→ REQUIRED ACTION 1
According to the passage on Funner, California, on what date did the Rincon Band adopt the name "Funner, California"?
→ REQUIRED ACTION 2
Carry the passage on Funner, California forward from its last sentence.

━━━━━ EXCERPTED TEXT

Funner, California (stylized “FUNNER”) is a promotional place name adopted by the Rincon Band of Luiseño Indians for the area surrounding the Harrah’s Resort Southern California, located in the northeastern part of San Diego County, California, within the broader unincorporated community of Valley Center, California. The name is not recognized as an incorporated municipality, but appears in resort branding, signage and promotional materials.

== History ==

=== Indigenous and pre-reservation era ===
The region now containing Funner lies within the ancestral territory of the Luiseño people in the vicinity of the ancestral village of Wáșxa. The present‐day Rincon Band of Luiseño Indians, one of the federally recognized Luiseño tribes, is situated on the Rincon Reservation, which was established in 1875. Their land governance, cultural heritage and economic development activities extend from that reservation.

=== Reservation-era and development ===
The Rincon Band’s reservation is located in northeastern San Diego County along the San Luis Rey River and covers several thousand acres. The tribe established large-scale commercial enterprises in the late 20th and early 21st centuries, including the resort and casino now operated in the area.

=== Re-designation as “Funner” ===
On August 1, 2016, the tribe unanimously adopted the name “Funner, California” for the area around the resort complex (the change was publicly unveiled in 2017). The adopted branding emphasizes entertainment, hospitality and tourism, with the resort’s management referencing the “Funner state of mind” slogan.

━━━━━━━━━━
━━━━━ EXTRACTED DATA

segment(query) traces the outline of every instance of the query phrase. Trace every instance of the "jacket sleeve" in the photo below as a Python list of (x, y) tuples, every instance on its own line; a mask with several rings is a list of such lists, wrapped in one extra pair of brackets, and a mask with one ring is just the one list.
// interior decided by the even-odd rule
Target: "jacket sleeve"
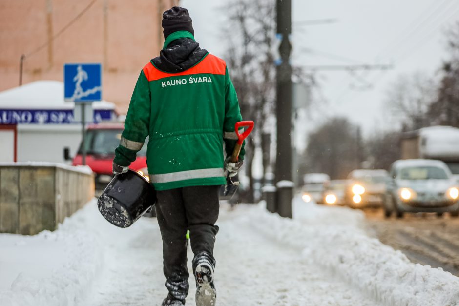
[[(223, 140), (225, 141), (225, 147), (227, 156), (230, 156), (232, 154), (234, 146), (237, 141), (237, 136), (234, 131), (236, 122), (242, 120), (239, 103), (237, 101), (237, 95), (233, 85), (228, 68), (226, 69), (225, 73), (225, 120), (223, 122)], [(244, 141), (239, 153), (239, 159), (244, 160), (246, 154), (244, 146), (246, 142)]]
[(115, 150), (115, 163), (128, 166), (135, 160), (137, 152), (144, 145), (149, 133), (151, 97), (148, 81), (143, 71), (129, 104), (120, 145)]

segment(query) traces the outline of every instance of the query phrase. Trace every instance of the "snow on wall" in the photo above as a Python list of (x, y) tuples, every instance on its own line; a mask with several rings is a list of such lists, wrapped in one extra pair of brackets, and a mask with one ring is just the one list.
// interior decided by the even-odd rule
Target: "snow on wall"
[(307, 260), (383, 305), (459, 305), (459, 278), (415, 264), (400, 251), (369, 237), (362, 229), (361, 212), (318, 206), (299, 198), (293, 208), (292, 220), (259, 210), (250, 211), (248, 218), (260, 232), (304, 249)]
[(1, 163), (0, 166), (3, 167), (56, 167), (64, 170), (76, 171), (85, 174), (92, 174), (92, 170), (89, 166), (69, 166), (63, 163), (49, 163), (47, 162), (26, 162), (21, 163)]
[[(75, 103), (64, 100), (63, 83), (38, 81), (0, 92), (0, 109), (73, 109)], [(92, 103), (94, 109), (114, 109), (115, 104), (103, 100)]]

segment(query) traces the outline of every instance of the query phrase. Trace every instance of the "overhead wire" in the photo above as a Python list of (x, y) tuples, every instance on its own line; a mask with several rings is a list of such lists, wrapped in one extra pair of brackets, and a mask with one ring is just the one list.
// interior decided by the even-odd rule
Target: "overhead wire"
[[(449, 3), (447, 3), (449, 1)], [(404, 47), (406, 48), (406, 42), (407, 41), (412, 40), (412, 38), (415, 37), (417, 33), (420, 31), (423, 30), (425, 27), (426, 25), (431, 24), (432, 22), (431, 21), (434, 21), (434, 23), (435, 21), (438, 19), (439, 17), (443, 16), (445, 15), (445, 13), (447, 13), (447, 12), (450, 11), (450, 9), (451, 8), (451, 4), (454, 4), (455, 3), (454, 1), (451, 1), (450, 0), (443, 0), (439, 3), (438, 2), (435, 1), (433, 2), (433, 4), (429, 6), (425, 10), (423, 11), (422, 13), (420, 14), (420, 16), (423, 16), (426, 13), (430, 12), (428, 15), (427, 17), (424, 17), (422, 19), (422, 20), (417, 23), (417, 25), (416, 25), (414, 28), (412, 28), (411, 30), (409, 32), (405, 32), (406, 34), (402, 35), (399, 37), (399, 38), (394, 41), (393, 43), (389, 43), (386, 47), (383, 48), (381, 49), (381, 51), (380, 51), (377, 55), (375, 57), (376, 58), (378, 58), (380, 57), (384, 53), (391, 53), (394, 52), (394, 51), (397, 51), (400, 49), (401, 47)], [(445, 4), (447, 4), (445, 6)], [(433, 7), (435, 7), (432, 9)], [(454, 15), (454, 14), (453, 14)], [(450, 16), (448, 19), (449, 19), (451, 18)], [(418, 20), (418, 18), (417, 18), (414, 20)], [(410, 27), (413, 26), (414, 25), (417, 24), (415, 22), (412, 22), (410, 25), (406, 28), (407, 30), (408, 30)], [(437, 26), (438, 25), (437, 25)], [(434, 32), (437, 29), (437, 27), (431, 27), (430, 29), (434, 29)], [(432, 32), (432, 31), (429, 31), (429, 32)], [(431, 34), (431, 33), (430, 33)], [(403, 49), (402, 49), (403, 50)], [(396, 55), (397, 53), (395, 53)], [(375, 78), (374, 78), (372, 81), (370, 81), (369, 82), (371, 84), (371, 86), (369, 86), (369, 88), (374, 88), (375, 87), (375, 83), (379, 81), (380, 78), (383, 76), (386, 73), (386, 71), (381, 71), (376, 72), (376, 75)], [(370, 71), (367, 71), (367, 73), (362, 76), (363, 78), (366, 78), (371, 73)], [(343, 80), (344, 82), (344, 80)], [(342, 98), (344, 96), (344, 94), (348, 92), (351, 88), (349, 86), (346, 86), (346, 87), (343, 88), (341, 91), (340, 91), (340, 94), (338, 95), (338, 97)]]

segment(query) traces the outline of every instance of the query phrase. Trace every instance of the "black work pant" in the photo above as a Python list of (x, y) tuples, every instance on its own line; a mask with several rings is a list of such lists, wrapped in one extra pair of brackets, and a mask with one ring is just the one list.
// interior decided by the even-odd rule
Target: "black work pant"
[(163, 238), (166, 286), (179, 298), (184, 299), (188, 292), (187, 230), (194, 254), (204, 253), (215, 263), (219, 189), (216, 185), (194, 186), (157, 192), (155, 207)]

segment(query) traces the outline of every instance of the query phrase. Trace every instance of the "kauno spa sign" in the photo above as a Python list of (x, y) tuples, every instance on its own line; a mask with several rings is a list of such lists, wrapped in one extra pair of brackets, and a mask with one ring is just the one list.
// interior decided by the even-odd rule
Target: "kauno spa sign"
[[(94, 110), (94, 122), (111, 119), (111, 112)], [(0, 109), (0, 124), (70, 124), (75, 122), (73, 109)]]

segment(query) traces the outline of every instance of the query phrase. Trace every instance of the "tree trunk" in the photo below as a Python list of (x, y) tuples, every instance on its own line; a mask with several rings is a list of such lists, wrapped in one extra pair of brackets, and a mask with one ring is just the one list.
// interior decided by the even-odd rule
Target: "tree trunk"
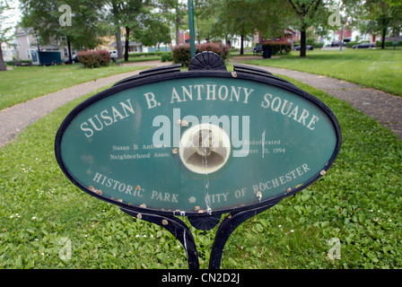
[(175, 18), (175, 26), (176, 26), (176, 45), (180, 44), (180, 17), (179, 17), (179, 8), (176, 8), (176, 18)]
[(0, 71), (6, 71), (4, 59), (3, 58), (2, 42), (0, 42)]
[(67, 37), (68, 63), (73, 64), (73, 56), (71, 55), (71, 42)]
[(120, 39), (120, 30), (118, 30), (116, 34), (116, 48), (118, 49), (118, 59), (122, 59), (123, 55), (123, 47), (121, 46), (121, 39)]
[(306, 57), (306, 30), (302, 28), (300, 31), (300, 57)]
[(382, 29), (381, 48), (385, 48), (385, 36), (387, 35), (387, 28)]
[(244, 55), (243, 42), (244, 42), (244, 36), (240, 36), (240, 55)]
[(130, 48), (130, 27), (126, 27), (126, 43), (124, 50), (124, 61), (128, 62), (128, 49)]

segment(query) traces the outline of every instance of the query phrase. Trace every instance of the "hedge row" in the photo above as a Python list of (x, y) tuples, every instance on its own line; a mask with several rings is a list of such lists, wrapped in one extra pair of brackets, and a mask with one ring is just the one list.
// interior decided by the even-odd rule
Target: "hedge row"
[(162, 56), (164, 53), (170, 52), (146, 52), (146, 53), (128, 53), (128, 57), (148, 57), (148, 56)]
[(79, 52), (77, 57), (85, 68), (107, 66), (111, 59), (110, 53), (105, 50)]
[[(210, 51), (218, 54), (223, 61), (229, 57), (229, 52), (231, 47), (229, 45), (223, 45), (222, 43), (205, 43), (196, 45), (196, 54)], [(183, 66), (188, 66), (190, 65), (190, 45), (178, 45), (172, 49), (173, 62), (176, 64), (181, 64)]]
[(286, 41), (267, 41), (262, 43), (262, 48), (264, 49), (265, 47), (270, 47), (271, 48), (271, 53), (272, 55), (276, 54), (287, 54), (290, 51), (292, 51), (292, 43), (286, 42)]

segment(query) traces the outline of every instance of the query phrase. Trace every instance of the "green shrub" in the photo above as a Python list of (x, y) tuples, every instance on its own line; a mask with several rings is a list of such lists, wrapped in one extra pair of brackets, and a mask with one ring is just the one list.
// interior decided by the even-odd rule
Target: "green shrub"
[[(205, 43), (201, 45), (196, 45), (196, 54), (210, 51), (218, 54), (223, 61), (229, 57), (229, 52), (231, 50), (230, 46), (223, 45), (222, 43)], [(178, 45), (172, 49), (173, 62), (176, 64), (181, 64), (183, 66), (188, 66), (190, 65), (190, 45)]]
[(262, 48), (270, 47), (272, 55), (288, 54), (292, 50), (292, 44), (286, 41), (267, 41), (262, 43)]
[(79, 52), (77, 57), (85, 68), (107, 66), (111, 59), (110, 54), (105, 50)]

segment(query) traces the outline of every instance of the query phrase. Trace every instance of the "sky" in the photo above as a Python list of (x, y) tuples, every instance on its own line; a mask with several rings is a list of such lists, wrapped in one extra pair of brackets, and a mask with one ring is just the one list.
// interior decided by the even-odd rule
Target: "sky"
[[(16, 0), (9, 1), (10, 6), (12, 6), (13, 9), (7, 11), (4, 13), (5, 16), (10, 16), (10, 18), (7, 19), (7, 21), (3, 23), (3, 28), (6, 27), (15, 27), (17, 22), (21, 20), (21, 11), (20, 11), (20, 2)], [(12, 31), (10, 31), (12, 34), (13, 34), (14, 30), (13, 29)]]

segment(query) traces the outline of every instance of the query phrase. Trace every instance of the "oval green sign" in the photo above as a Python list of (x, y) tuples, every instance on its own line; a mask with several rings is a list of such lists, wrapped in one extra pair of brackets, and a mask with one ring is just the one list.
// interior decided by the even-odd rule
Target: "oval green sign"
[(140, 74), (61, 125), (57, 161), (85, 192), (134, 210), (218, 214), (293, 195), (325, 174), (341, 133), (322, 102), (256, 73)]

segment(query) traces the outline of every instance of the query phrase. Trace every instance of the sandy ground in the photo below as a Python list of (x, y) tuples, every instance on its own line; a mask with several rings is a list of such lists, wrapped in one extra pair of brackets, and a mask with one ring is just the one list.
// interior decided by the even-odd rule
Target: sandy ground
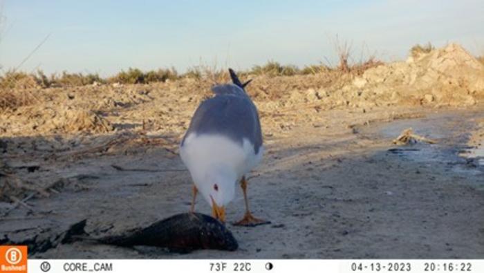
[[(452, 59), (467, 62), (462, 54)], [(472, 155), (484, 138), (484, 88), (474, 84), (484, 68), (472, 63), (466, 73), (481, 79), (456, 86), (456, 74), (431, 78), (435, 69), (416, 64), (254, 79), (267, 152), (249, 198), (272, 223), (227, 224), (233, 252), (42, 245), (84, 218), (90, 234), (116, 234), (188, 211), (178, 144), (210, 82), (36, 90), (30, 104), (0, 113), (0, 242), (44, 245), (36, 258), (482, 258), (484, 166)], [(373, 76), (387, 70), (416, 79)], [(393, 144), (409, 127), (438, 143)], [(210, 212), (201, 198), (196, 210)], [(239, 191), (227, 220), (243, 212)]]
[[(76, 243), (34, 256), (482, 258), (484, 167), (457, 156), (482, 110), (419, 115), (407, 110), (425, 117), (370, 125), (358, 114), (333, 111), (324, 114), (325, 126), (303, 124), (283, 136), (266, 137), (268, 153), (249, 189), (254, 214), (272, 223), (229, 225), (240, 244), (234, 252), (179, 255)], [(393, 146), (391, 139), (409, 126), (439, 143)], [(90, 233), (116, 234), (187, 211), (191, 181), (178, 156), (158, 145), (135, 150), (40, 162), (29, 175), (64, 175), (68, 178), (60, 193), (30, 201), (32, 212), (12, 211), (0, 223), (2, 233), (10, 239), (41, 238), (88, 218)], [(196, 207), (210, 211), (201, 200)], [(241, 192), (227, 209), (229, 221), (242, 216)]]

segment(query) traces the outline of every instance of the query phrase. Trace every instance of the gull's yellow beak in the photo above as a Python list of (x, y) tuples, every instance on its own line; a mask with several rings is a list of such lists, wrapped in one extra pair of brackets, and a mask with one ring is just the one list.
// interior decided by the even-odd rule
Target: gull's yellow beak
[(212, 216), (220, 220), (221, 222), (225, 223), (225, 208), (223, 206), (218, 207), (212, 196), (210, 198), (212, 199)]

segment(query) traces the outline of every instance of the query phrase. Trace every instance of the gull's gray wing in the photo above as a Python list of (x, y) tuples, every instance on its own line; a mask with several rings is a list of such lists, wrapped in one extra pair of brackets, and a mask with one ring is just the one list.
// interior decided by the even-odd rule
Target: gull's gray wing
[(182, 146), (185, 138), (192, 133), (218, 134), (241, 145), (246, 138), (254, 144), (255, 153), (259, 153), (262, 133), (257, 109), (250, 98), (243, 90), (232, 84), (216, 86), (212, 90), (216, 96), (205, 100), (196, 109)]

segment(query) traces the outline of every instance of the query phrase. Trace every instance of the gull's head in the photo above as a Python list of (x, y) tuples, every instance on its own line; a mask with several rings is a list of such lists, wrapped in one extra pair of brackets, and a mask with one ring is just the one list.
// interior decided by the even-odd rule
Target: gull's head
[(212, 214), (222, 222), (225, 220), (225, 206), (235, 196), (235, 172), (220, 168), (207, 173), (198, 190), (212, 207)]

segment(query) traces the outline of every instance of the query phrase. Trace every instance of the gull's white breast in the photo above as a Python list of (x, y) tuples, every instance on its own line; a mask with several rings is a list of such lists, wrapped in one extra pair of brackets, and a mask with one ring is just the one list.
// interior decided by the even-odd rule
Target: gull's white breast
[(207, 171), (223, 166), (230, 168), (239, 179), (262, 160), (263, 147), (255, 153), (254, 145), (243, 139), (243, 144), (224, 135), (191, 133), (180, 147), (180, 156), (197, 187), (203, 183)]

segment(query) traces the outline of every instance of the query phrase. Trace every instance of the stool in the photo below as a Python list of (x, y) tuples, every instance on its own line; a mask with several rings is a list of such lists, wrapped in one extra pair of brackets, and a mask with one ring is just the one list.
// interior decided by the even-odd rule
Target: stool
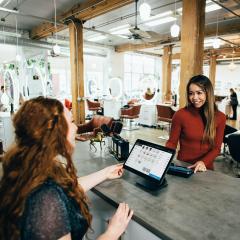
[(90, 150), (92, 150), (92, 147), (93, 147), (95, 149), (95, 152), (97, 151), (97, 148), (94, 145), (94, 143), (96, 142), (100, 143), (100, 149), (102, 150), (102, 143), (105, 144), (104, 134), (102, 132), (98, 132), (95, 137), (90, 138)]

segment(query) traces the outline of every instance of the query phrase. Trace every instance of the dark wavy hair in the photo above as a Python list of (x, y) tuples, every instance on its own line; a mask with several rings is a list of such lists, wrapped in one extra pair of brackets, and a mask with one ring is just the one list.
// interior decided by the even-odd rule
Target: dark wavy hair
[[(51, 178), (74, 198), (91, 225), (88, 199), (77, 181), (72, 147), (67, 140), (64, 107), (38, 97), (23, 104), (13, 119), (16, 144), (3, 158), (0, 181), (0, 239), (19, 239), (19, 221), (28, 195)], [(59, 160), (64, 157), (64, 162)]]
[(206, 102), (202, 107), (203, 121), (205, 123), (205, 129), (203, 134), (203, 141), (209, 142), (213, 148), (215, 144), (216, 126), (215, 126), (215, 113), (218, 111), (215, 103), (214, 90), (211, 81), (204, 75), (197, 75), (192, 77), (186, 88), (187, 107), (192, 103), (189, 99), (189, 88), (191, 84), (195, 84), (200, 87), (206, 93)]

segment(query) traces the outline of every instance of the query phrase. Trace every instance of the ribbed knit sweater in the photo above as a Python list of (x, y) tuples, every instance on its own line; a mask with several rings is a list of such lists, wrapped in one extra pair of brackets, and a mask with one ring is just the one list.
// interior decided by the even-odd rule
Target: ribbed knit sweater
[(204, 123), (200, 110), (194, 107), (185, 107), (178, 110), (173, 116), (171, 134), (166, 146), (176, 149), (179, 141), (178, 160), (191, 164), (203, 161), (207, 169), (213, 170), (213, 161), (221, 150), (226, 116), (222, 112), (217, 111), (215, 113), (215, 121), (215, 146), (210, 148), (209, 143), (202, 142)]

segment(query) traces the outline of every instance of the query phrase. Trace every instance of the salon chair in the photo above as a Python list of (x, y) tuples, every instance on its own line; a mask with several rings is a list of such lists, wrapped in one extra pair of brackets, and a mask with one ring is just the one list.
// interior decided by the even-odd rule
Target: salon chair
[(230, 155), (237, 163), (236, 168), (238, 172), (236, 173), (237, 177), (240, 177), (240, 151), (239, 151), (239, 146), (240, 146), (240, 133), (236, 132), (233, 134), (228, 135), (228, 149), (230, 152)]
[[(156, 105), (157, 107), (157, 125), (163, 130), (164, 126), (168, 126), (168, 133), (170, 134), (172, 117), (175, 111), (171, 106), (167, 105)], [(168, 136), (160, 136), (159, 138), (167, 140)]]
[(90, 101), (89, 99), (87, 99), (86, 102), (87, 102), (88, 110), (92, 111), (93, 115), (97, 114), (97, 111), (102, 111), (102, 108), (99, 102)]
[(231, 126), (226, 124), (225, 129), (224, 129), (224, 137), (223, 137), (223, 153), (222, 153), (223, 156), (226, 156), (226, 154), (228, 154), (227, 149), (228, 149), (228, 136), (229, 136), (229, 134), (232, 134), (236, 131), (237, 131), (236, 128), (231, 127)]
[(94, 115), (89, 122), (77, 126), (76, 140), (82, 142), (90, 140), (90, 147), (94, 142), (99, 142), (102, 149), (104, 134), (101, 126), (105, 124), (111, 128), (112, 122), (113, 118), (111, 117)]
[(121, 116), (120, 116), (121, 120), (122, 121), (124, 121), (124, 119), (129, 120), (129, 126), (124, 128), (125, 130), (138, 129), (136, 126), (133, 127), (132, 123), (134, 122), (134, 120), (139, 118), (140, 109), (141, 109), (141, 105), (134, 105), (127, 109), (121, 109)]

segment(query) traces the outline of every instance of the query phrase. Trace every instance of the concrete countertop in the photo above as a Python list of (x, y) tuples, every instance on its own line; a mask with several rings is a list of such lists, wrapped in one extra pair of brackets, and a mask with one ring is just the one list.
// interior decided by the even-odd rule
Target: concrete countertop
[[(87, 142), (77, 143), (74, 161), (79, 176), (117, 163), (107, 149), (91, 152)], [(166, 178), (168, 186), (155, 195), (137, 187), (127, 171), (93, 192), (115, 206), (127, 202), (133, 219), (162, 239), (240, 239), (240, 179), (214, 171)]]

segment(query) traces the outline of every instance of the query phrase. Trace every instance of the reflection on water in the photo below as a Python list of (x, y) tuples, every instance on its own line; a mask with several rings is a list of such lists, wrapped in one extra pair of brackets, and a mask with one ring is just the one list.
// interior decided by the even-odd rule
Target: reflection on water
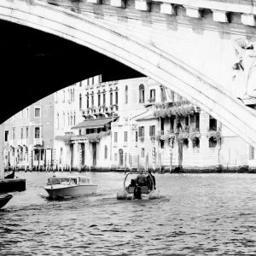
[(87, 172), (97, 195), (52, 201), (52, 174), (17, 172), (1, 255), (255, 255), (256, 176), (155, 174), (160, 199), (117, 201), (124, 173)]

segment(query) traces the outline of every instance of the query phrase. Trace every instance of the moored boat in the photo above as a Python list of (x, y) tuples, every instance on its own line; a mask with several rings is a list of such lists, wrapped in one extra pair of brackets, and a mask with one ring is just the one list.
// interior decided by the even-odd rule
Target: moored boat
[(50, 198), (82, 196), (96, 193), (97, 185), (83, 176), (52, 177), (44, 189)]
[[(148, 183), (138, 184), (136, 182), (136, 176), (138, 173), (128, 172), (124, 180), (123, 190), (117, 193), (117, 199), (158, 199), (159, 191), (154, 186), (154, 181), (148, 172), (143, 172), (143, 175), (148, 174)], [(146, 177), (146, 176), (145, 176)], [(127, 185), (127, 181), (130, 184)]]
[(11, 199), (12, 195), (9, 194), (0, 195), (0, 208), (3, 207)]

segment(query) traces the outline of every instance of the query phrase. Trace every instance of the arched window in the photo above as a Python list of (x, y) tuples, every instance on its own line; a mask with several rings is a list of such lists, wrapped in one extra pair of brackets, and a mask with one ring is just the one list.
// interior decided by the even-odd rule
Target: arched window
[(104, 156), (105, 156), (105, 159), (108, 158), (108, 146), (107, 145), (105, 145)]
[(101, 106), (101, 91), (98, 90), (98, 107)]
[(110, 89), (110, 105), (113, 105), (113, 91), (112, 91), (112, 88)]
[(128, 85), (125, 85), (125, 104), (128, 103)]
[(79, 94), (79, 109), (82, 108), (82, 95)]
[(145, 88), (144, 84), (139, 86), (139, 103), (144, 103), (145, 102)]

━━━━━━━━━━

→ REPLY 1
August 1, 2016.

→ REPLY 2
== Geography ==
Funner lies within the unincorporated community of Valley Center and is part of San Diego County. The area is accessed by major regional routes such as State Route 76 and State Route 78 via Valley Center Road. The topography is valley and foothill terrain typical of the inland northern section of the county.

== Climate ==
According to the Köppen climate classification system, Funner has a warm-summer Mediterranean climate, abbreviated "Csa" on climate maps. Temperatures range from 100+ degrees Fahrenheit to 32 degrees and below.

== Governance ==
Funner is not an incorporated jurisdiction; it has no municipal government separate from San Diego County or the Valley Center community. Authority over the underlying land (via tribal trust or reservation status) lies with the Rincon Band of Luiseño Indians, which governs through its Tribal Council and provides services to the reservation and surrounding area.

== Economy ==
Economic activity in Funner is dominated by hospitality, gaming and resort enterprise. The Harrah’s Resort complex, owned by the tribe and operated in partnership with a commercial operator, serves as the primary driver of employment and regional visitor traffic.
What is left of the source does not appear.